**The records**
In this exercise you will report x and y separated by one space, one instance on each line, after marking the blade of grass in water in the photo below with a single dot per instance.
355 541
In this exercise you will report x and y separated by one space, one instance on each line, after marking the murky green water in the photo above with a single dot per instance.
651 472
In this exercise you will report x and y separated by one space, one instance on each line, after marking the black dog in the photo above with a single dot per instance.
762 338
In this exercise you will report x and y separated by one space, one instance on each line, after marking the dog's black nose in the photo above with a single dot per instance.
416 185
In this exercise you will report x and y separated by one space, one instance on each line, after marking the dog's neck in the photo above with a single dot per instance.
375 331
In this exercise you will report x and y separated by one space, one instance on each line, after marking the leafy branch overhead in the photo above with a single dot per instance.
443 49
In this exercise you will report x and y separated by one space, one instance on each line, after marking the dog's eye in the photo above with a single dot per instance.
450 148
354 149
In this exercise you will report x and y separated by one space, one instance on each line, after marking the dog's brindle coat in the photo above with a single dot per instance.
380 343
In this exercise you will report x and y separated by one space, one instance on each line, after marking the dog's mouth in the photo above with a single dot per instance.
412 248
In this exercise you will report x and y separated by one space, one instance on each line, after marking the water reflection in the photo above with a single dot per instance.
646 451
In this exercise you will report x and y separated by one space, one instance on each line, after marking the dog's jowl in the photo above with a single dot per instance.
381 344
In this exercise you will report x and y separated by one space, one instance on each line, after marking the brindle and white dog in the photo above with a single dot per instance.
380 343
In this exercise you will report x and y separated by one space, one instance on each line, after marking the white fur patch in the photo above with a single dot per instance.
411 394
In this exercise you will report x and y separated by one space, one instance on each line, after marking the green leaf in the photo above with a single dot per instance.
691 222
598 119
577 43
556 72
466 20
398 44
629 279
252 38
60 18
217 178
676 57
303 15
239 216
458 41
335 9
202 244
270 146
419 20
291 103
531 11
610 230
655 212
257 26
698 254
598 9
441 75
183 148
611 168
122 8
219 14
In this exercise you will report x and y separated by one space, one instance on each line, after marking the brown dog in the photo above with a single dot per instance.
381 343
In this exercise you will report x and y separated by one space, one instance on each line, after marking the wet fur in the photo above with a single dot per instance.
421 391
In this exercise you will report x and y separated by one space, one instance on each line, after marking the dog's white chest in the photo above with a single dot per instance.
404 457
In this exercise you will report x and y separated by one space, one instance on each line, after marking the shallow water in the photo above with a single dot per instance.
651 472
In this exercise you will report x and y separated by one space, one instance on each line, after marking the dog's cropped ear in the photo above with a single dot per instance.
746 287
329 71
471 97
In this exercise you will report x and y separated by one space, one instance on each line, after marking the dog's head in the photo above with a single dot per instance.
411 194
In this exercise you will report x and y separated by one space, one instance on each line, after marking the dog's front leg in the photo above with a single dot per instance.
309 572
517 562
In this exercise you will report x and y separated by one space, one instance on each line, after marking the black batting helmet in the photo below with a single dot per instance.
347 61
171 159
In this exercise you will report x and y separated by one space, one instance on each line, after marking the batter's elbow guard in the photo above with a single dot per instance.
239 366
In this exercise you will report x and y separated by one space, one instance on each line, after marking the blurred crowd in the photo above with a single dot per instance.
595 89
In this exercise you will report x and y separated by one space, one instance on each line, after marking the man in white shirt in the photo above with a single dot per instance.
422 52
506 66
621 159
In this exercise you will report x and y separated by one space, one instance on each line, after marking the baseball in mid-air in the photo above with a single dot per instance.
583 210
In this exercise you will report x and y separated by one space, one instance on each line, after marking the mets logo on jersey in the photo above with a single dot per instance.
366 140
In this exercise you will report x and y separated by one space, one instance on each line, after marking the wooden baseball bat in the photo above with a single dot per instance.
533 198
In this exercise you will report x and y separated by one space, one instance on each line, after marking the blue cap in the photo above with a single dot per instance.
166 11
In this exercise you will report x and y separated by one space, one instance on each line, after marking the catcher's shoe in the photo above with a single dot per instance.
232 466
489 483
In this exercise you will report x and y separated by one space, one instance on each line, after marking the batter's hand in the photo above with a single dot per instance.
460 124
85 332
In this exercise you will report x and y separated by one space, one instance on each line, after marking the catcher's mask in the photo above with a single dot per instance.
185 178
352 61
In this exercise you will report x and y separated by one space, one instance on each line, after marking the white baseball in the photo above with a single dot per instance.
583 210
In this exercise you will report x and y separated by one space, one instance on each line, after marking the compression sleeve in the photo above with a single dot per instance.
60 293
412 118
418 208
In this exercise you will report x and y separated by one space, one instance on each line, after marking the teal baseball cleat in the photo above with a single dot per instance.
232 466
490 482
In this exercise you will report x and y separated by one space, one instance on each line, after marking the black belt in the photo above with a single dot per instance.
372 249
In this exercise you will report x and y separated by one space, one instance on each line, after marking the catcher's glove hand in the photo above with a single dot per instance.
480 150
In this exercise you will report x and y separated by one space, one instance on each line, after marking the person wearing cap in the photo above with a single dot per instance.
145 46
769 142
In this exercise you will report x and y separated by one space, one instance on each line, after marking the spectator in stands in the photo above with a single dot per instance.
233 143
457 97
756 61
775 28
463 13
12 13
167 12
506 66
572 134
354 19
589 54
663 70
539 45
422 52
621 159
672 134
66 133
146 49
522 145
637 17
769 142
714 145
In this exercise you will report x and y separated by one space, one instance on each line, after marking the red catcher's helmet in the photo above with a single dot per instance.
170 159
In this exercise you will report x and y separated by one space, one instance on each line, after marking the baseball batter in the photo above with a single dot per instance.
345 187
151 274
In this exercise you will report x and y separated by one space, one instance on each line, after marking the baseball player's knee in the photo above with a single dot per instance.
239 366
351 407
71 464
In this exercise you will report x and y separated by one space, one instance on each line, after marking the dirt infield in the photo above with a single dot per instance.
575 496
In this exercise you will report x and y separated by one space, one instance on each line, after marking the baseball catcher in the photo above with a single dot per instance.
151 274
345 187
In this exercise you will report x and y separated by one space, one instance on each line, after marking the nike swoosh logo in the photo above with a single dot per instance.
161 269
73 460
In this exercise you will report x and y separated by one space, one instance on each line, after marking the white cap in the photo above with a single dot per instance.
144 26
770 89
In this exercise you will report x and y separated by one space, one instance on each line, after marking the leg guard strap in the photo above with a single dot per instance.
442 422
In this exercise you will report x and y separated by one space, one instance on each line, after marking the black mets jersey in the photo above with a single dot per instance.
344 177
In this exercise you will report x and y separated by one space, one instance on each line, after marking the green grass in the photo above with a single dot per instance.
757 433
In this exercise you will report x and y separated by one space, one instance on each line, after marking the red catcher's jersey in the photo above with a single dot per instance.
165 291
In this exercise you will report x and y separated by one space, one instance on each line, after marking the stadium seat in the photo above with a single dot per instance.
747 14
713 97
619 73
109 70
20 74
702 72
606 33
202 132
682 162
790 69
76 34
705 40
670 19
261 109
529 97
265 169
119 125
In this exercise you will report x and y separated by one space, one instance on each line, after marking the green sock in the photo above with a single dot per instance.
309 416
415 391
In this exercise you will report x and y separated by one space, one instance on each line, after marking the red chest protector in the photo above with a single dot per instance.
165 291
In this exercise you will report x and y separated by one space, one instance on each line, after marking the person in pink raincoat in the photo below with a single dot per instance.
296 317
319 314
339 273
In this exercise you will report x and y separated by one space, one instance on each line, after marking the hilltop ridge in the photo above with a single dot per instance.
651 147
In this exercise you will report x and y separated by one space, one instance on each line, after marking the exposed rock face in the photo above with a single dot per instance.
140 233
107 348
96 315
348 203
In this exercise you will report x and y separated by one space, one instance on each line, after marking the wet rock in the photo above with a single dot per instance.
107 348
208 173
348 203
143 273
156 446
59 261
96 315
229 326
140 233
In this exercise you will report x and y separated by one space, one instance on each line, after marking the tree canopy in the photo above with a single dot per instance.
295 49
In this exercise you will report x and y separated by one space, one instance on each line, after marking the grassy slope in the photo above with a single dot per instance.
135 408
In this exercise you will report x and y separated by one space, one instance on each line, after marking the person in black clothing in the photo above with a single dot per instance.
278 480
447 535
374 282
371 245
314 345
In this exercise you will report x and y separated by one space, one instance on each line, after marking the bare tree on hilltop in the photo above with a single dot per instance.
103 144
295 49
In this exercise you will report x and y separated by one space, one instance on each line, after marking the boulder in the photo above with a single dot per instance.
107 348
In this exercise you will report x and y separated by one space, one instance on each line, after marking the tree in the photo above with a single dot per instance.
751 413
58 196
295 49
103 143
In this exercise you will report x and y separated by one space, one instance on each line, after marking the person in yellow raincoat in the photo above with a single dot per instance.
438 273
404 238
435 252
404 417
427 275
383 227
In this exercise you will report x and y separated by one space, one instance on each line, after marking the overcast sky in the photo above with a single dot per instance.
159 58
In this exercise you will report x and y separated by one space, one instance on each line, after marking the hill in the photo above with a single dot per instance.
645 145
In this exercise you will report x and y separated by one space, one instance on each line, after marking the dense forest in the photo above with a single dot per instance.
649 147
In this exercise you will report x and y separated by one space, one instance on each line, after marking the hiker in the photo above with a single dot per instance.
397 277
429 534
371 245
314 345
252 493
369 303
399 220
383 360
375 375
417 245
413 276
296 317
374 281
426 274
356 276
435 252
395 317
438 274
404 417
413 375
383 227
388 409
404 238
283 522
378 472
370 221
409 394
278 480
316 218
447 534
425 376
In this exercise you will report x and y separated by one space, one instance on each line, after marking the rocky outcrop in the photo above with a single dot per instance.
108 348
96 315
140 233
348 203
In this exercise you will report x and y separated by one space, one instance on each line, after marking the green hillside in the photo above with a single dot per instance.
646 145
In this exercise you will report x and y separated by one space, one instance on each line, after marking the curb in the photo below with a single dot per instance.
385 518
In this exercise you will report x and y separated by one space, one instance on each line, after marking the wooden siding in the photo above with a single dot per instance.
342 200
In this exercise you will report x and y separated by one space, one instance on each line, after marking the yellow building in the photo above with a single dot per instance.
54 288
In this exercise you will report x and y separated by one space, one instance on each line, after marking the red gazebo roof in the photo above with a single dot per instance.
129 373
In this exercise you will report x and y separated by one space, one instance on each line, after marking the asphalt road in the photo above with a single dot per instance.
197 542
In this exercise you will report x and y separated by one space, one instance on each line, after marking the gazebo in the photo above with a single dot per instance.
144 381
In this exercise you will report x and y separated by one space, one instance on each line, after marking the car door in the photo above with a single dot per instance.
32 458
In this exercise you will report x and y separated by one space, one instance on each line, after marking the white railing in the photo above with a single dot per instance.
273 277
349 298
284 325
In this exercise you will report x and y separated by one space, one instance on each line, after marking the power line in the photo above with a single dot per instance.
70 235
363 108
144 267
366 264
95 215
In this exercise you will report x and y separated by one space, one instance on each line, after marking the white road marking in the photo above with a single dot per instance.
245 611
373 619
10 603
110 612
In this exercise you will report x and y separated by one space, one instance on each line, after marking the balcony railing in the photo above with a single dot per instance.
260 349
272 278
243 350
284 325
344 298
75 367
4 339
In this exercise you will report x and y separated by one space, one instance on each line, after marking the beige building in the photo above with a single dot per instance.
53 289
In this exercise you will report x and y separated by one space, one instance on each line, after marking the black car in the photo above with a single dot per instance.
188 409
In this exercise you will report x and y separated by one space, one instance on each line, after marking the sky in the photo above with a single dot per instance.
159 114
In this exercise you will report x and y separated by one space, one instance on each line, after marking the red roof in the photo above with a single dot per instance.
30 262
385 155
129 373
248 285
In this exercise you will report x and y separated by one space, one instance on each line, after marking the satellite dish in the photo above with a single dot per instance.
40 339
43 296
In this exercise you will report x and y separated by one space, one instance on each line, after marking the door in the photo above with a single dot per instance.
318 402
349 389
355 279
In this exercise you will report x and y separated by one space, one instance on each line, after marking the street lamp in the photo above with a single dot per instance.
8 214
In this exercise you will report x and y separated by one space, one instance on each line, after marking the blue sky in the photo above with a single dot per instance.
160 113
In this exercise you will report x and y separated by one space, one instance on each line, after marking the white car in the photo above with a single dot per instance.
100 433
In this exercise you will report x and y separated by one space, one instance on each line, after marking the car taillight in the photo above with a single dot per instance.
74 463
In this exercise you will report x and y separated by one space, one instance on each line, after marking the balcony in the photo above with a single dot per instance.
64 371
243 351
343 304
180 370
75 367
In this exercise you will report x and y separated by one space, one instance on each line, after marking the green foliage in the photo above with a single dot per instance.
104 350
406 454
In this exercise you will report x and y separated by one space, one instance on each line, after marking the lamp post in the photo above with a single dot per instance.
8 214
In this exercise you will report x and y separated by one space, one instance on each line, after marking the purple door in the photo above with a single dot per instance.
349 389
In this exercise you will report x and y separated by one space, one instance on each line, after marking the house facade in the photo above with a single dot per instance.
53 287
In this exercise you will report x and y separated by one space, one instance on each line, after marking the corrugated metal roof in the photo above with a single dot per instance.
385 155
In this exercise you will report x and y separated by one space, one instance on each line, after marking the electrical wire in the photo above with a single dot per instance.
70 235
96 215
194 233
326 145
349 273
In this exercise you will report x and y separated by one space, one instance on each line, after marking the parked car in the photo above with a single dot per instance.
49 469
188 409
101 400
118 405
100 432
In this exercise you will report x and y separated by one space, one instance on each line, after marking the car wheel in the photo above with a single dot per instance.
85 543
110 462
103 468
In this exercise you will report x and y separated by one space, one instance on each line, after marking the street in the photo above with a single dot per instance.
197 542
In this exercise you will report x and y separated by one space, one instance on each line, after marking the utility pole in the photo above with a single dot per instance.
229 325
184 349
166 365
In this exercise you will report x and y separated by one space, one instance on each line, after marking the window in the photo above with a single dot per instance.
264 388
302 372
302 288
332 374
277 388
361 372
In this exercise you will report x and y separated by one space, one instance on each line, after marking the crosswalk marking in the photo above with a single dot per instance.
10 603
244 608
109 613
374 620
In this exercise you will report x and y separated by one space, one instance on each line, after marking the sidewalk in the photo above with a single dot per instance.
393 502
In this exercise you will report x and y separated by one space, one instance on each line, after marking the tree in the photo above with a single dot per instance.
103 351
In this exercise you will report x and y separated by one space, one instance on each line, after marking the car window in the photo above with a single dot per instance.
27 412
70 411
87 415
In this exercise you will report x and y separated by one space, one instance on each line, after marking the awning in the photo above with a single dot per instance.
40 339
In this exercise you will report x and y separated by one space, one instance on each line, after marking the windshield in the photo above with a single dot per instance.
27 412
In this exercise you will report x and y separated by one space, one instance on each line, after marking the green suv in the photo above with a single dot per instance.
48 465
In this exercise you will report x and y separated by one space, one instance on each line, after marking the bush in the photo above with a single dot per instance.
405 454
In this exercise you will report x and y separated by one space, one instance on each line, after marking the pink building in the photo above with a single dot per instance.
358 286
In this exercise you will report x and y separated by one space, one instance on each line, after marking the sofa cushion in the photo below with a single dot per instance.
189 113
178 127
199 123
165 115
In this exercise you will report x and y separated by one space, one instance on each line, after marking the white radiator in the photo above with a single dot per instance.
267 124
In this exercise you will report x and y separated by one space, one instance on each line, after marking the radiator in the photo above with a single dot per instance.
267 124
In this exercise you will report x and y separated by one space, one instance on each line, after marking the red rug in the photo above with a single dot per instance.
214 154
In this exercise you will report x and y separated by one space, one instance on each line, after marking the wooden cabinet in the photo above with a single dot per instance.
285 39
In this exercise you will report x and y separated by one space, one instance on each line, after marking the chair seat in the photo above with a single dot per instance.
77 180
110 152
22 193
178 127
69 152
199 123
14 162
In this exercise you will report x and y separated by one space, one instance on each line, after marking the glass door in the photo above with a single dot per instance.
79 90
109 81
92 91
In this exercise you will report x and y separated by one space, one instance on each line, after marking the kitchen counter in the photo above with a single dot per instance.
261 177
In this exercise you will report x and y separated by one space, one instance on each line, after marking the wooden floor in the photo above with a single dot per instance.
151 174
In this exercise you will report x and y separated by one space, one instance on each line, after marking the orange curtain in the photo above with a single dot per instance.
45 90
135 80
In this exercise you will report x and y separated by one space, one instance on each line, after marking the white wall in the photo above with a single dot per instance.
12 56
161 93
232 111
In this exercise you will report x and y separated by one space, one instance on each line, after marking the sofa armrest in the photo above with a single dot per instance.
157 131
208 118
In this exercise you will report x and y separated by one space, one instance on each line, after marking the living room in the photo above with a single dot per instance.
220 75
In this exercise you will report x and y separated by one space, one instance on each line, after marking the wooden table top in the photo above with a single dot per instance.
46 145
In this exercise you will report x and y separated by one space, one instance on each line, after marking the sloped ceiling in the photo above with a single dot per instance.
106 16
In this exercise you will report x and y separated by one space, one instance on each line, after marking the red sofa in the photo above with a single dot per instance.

**Task brief**
Reproduce, word for word, the lines above from the one containing "marking the kitchen" through the last line of the entries, both included.

**Response**
In this exercise you will report x and y separated by one space, one instance on each line, after marking the kitchen counter in the photo above with a single dot per instance.
261 177
In this exercise you will report x and y separated by one space, one instance on each line, after marking the wooden floor in the photo above with a single dot per instance.
151 174
In this exercise you will report x and y separated by one space, one instance on each line, after marking the orange curtain in the photo above with a single dot per instance.
45 90
135 80
In this exercise you will report x and y separated by one space, one instance on each line, after marking the white wall in the photo above with a single dot per instance.
12 56
161 93
232 111
In this exercise you will report x and y separated by one space, one instance on each line, after marking the sofa armrest in the photo above with a single dot per instance.
157 131
208 118
In this exercise you will report x and y separated by one space, one instance on each line, after marking the living room in the photo above with a single dot per instance.
220 75
In this exercise you will report x and y separated by one space, one instance on each line, after marking the wooden table top in the photo above with a single dot per instance.
46 145
In this exercise you will report x and y separated by one space, one instance on each line, after marking the sloped ceiling in the photo above with a single dot per instance.
106 16
In this exercise you will report x and y separated by one space, one instance on each line, after marking the red sofa in the photo above with a single dot per instance.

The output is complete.